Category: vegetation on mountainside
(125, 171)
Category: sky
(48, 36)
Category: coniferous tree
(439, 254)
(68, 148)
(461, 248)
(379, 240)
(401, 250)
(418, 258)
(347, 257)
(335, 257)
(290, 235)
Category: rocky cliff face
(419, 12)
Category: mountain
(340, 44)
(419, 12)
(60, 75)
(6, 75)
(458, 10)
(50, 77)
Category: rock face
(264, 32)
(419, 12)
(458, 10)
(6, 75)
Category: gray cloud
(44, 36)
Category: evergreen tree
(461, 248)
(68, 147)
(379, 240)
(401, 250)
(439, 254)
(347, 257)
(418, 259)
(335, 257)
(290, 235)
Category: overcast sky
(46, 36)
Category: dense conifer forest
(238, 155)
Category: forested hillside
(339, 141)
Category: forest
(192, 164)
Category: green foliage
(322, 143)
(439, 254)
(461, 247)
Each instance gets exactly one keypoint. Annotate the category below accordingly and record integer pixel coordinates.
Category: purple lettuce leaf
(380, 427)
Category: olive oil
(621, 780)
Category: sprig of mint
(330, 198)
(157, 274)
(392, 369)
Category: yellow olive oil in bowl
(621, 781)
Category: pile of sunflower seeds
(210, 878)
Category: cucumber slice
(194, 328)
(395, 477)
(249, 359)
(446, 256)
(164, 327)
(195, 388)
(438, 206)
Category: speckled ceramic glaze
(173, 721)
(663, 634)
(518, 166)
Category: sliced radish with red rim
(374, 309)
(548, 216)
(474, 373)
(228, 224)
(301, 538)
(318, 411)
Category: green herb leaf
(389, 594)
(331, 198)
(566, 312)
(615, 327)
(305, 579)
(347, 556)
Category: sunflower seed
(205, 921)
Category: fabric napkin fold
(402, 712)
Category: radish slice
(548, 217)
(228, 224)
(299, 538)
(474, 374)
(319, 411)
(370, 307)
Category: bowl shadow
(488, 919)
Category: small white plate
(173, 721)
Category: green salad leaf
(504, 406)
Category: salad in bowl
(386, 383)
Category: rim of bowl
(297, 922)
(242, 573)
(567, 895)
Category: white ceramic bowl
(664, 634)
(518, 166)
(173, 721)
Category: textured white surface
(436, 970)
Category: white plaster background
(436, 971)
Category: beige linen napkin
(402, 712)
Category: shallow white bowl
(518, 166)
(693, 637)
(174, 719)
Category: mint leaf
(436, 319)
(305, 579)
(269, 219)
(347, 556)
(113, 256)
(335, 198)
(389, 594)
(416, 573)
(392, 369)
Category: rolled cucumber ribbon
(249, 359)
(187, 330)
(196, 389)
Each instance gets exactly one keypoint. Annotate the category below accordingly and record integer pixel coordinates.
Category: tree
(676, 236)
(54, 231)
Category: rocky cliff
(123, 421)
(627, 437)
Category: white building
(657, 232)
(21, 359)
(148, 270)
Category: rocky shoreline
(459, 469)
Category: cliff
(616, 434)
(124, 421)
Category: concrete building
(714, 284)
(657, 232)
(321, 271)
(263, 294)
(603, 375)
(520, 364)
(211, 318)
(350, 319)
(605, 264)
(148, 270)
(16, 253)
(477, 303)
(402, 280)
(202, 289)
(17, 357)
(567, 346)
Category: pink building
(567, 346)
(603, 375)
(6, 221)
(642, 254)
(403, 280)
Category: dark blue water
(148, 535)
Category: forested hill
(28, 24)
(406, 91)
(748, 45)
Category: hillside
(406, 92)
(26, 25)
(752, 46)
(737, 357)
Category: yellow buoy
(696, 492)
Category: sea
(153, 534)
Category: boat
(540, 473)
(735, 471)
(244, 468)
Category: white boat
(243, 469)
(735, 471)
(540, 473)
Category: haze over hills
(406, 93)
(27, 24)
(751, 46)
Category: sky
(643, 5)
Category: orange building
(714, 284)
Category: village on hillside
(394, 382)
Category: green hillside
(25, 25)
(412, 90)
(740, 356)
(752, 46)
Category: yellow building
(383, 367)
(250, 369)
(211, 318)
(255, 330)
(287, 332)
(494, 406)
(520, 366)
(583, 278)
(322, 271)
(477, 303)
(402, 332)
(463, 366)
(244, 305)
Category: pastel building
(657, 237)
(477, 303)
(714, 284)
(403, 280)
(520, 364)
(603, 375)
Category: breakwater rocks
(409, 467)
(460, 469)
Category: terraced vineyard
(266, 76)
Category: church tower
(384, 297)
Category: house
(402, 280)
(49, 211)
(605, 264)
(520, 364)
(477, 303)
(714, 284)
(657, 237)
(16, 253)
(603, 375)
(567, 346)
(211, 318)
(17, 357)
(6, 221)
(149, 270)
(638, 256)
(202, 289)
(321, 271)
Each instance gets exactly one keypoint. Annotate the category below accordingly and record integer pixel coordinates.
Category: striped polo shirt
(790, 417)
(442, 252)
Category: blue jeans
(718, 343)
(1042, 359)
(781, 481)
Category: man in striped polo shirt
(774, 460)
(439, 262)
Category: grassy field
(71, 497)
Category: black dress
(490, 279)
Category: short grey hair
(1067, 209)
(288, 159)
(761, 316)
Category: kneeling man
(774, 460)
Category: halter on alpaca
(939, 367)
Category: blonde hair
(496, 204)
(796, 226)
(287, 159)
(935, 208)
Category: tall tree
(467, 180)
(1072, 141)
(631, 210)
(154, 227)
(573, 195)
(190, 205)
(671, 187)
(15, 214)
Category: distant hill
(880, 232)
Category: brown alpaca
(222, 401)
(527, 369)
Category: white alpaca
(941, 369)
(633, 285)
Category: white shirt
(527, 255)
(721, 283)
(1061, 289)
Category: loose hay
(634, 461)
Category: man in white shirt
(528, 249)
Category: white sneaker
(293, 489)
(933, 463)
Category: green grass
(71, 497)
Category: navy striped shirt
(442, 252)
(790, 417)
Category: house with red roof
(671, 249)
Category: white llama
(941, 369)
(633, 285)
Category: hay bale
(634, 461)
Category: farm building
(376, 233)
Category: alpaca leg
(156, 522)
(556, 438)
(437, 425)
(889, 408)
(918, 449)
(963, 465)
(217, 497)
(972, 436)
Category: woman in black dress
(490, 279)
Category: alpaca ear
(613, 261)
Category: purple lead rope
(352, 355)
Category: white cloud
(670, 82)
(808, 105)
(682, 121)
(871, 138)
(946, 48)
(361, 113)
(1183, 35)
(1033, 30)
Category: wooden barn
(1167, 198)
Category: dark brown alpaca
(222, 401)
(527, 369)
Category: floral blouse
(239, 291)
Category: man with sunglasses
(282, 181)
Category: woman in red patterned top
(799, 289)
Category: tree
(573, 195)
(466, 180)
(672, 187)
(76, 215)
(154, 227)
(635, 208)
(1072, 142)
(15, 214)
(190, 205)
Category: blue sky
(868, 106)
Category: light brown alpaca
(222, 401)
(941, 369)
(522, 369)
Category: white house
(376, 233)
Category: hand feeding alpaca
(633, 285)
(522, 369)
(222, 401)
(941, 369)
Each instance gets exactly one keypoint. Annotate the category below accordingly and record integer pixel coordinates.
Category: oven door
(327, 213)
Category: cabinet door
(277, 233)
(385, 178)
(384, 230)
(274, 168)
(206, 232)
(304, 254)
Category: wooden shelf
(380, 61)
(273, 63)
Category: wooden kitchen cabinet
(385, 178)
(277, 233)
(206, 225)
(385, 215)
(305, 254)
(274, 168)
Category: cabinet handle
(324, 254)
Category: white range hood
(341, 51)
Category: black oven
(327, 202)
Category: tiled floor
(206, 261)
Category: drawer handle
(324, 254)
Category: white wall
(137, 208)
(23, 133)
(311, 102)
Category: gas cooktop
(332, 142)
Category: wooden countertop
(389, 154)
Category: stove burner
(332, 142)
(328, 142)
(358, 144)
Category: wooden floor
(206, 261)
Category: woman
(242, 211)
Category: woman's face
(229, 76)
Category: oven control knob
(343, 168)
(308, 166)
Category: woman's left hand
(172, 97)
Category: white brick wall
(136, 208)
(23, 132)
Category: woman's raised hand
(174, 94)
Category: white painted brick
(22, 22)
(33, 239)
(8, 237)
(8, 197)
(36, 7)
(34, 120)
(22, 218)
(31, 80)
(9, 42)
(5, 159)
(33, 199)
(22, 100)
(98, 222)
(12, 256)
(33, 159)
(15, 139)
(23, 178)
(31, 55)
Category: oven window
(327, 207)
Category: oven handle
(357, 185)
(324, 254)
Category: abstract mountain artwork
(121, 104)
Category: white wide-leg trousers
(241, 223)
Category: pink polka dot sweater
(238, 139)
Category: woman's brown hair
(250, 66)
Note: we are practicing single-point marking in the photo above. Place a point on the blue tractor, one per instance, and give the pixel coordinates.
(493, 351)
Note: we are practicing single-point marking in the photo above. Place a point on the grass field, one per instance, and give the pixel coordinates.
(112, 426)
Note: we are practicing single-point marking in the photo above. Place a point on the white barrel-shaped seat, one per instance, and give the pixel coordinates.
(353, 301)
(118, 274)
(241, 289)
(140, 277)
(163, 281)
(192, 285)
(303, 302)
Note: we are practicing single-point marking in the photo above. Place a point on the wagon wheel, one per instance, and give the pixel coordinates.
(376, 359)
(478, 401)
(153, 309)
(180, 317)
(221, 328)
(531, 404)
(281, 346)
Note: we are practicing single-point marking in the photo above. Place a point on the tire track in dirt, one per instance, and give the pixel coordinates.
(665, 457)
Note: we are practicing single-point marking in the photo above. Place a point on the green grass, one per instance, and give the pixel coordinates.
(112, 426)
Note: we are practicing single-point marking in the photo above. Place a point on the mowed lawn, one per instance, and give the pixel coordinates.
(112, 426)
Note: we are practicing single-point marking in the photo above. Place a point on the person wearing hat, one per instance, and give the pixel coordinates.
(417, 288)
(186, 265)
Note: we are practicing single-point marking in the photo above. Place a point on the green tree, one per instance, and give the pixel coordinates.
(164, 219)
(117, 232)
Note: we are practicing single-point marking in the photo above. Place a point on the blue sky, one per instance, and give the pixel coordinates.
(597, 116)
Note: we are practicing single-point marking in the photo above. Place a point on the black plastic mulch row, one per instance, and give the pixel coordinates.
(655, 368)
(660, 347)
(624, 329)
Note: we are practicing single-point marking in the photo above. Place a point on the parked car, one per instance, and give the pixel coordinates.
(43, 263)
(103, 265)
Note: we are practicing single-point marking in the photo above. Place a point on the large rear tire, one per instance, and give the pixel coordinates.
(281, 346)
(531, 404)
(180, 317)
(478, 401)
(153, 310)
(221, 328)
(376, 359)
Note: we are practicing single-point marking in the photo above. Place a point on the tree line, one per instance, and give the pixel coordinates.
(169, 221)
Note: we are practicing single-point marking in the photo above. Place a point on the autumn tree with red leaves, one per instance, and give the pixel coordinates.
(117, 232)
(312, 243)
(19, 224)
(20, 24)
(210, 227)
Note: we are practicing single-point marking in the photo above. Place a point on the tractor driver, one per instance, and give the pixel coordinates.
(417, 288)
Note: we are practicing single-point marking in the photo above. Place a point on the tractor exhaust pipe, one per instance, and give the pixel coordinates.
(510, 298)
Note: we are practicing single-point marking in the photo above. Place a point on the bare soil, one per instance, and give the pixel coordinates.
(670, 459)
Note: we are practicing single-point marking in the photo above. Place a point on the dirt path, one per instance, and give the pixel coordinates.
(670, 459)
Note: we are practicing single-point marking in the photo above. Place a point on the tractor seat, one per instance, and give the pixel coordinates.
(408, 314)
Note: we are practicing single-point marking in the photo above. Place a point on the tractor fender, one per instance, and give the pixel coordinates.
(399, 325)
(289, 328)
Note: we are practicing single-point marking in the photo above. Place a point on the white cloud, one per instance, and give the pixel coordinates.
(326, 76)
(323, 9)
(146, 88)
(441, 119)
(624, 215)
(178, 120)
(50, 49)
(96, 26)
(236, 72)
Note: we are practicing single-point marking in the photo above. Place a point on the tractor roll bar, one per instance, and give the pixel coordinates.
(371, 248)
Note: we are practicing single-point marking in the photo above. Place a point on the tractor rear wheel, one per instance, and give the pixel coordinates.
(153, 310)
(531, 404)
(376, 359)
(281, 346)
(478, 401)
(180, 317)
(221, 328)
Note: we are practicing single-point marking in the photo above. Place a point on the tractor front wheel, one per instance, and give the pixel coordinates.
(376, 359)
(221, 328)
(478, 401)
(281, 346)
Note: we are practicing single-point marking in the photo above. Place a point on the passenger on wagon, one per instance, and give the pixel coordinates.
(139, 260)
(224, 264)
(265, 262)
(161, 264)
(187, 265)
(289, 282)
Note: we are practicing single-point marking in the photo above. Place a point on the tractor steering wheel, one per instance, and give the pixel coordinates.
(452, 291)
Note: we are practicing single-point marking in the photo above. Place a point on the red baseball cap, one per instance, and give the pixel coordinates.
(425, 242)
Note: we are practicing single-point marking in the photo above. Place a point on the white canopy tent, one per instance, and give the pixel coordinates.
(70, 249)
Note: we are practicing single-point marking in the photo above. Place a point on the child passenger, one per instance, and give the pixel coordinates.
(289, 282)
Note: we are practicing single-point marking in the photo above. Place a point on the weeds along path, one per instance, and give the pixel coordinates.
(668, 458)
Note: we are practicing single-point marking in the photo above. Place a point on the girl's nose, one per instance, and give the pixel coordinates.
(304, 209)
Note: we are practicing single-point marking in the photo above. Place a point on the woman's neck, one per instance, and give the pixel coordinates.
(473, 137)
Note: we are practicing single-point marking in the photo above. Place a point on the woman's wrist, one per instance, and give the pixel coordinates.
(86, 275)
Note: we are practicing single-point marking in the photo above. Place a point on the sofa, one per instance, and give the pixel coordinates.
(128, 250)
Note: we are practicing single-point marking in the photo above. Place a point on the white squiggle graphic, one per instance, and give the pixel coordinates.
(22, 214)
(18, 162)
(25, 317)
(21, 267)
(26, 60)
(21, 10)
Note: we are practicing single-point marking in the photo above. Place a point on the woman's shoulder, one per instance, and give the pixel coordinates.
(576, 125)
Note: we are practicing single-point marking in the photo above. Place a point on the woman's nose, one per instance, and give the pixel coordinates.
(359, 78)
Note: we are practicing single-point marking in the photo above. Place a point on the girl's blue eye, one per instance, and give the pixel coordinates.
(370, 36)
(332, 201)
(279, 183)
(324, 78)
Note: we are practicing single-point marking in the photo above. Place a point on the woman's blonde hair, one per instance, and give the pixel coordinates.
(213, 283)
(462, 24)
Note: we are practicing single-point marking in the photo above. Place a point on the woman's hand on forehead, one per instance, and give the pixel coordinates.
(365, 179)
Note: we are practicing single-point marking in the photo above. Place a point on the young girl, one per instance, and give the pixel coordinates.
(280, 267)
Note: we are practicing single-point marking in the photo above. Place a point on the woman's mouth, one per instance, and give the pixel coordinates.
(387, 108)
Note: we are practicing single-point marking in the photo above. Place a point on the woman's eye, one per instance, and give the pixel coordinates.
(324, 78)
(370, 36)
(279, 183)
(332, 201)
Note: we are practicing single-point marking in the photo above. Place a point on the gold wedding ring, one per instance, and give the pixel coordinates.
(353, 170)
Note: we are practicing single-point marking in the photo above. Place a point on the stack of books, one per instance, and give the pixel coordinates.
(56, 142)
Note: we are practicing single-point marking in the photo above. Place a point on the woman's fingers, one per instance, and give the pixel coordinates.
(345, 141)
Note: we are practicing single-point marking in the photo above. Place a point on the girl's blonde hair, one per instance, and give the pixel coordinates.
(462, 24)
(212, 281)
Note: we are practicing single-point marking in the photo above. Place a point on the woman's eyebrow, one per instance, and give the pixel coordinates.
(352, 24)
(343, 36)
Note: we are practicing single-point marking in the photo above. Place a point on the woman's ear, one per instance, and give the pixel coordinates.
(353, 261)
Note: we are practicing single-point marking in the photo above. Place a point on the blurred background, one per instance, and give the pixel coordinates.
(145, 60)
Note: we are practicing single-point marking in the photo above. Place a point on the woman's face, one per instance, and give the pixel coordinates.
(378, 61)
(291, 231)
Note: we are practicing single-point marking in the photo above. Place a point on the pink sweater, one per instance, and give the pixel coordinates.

## [Problem description]
An exact copy of the lines from the one holding "on the blurred" through the end of the data is the whole answer.

## [Answer area]
Note: we are practicing single-point marking in the photo above. Place a point on the blurred background, one per instance, and give the pixel coordinates.
(145, 60)
Note: we are practicing single-point marking in the photo above. Place a point on the woman's face, one per instance, and give the pixel coordinates.
(378, 61)
(291, 231)
Note: we are practicing single-point marking in the photo above. Place a point on the pink sweater, one per instance, and give the pixel coordinates.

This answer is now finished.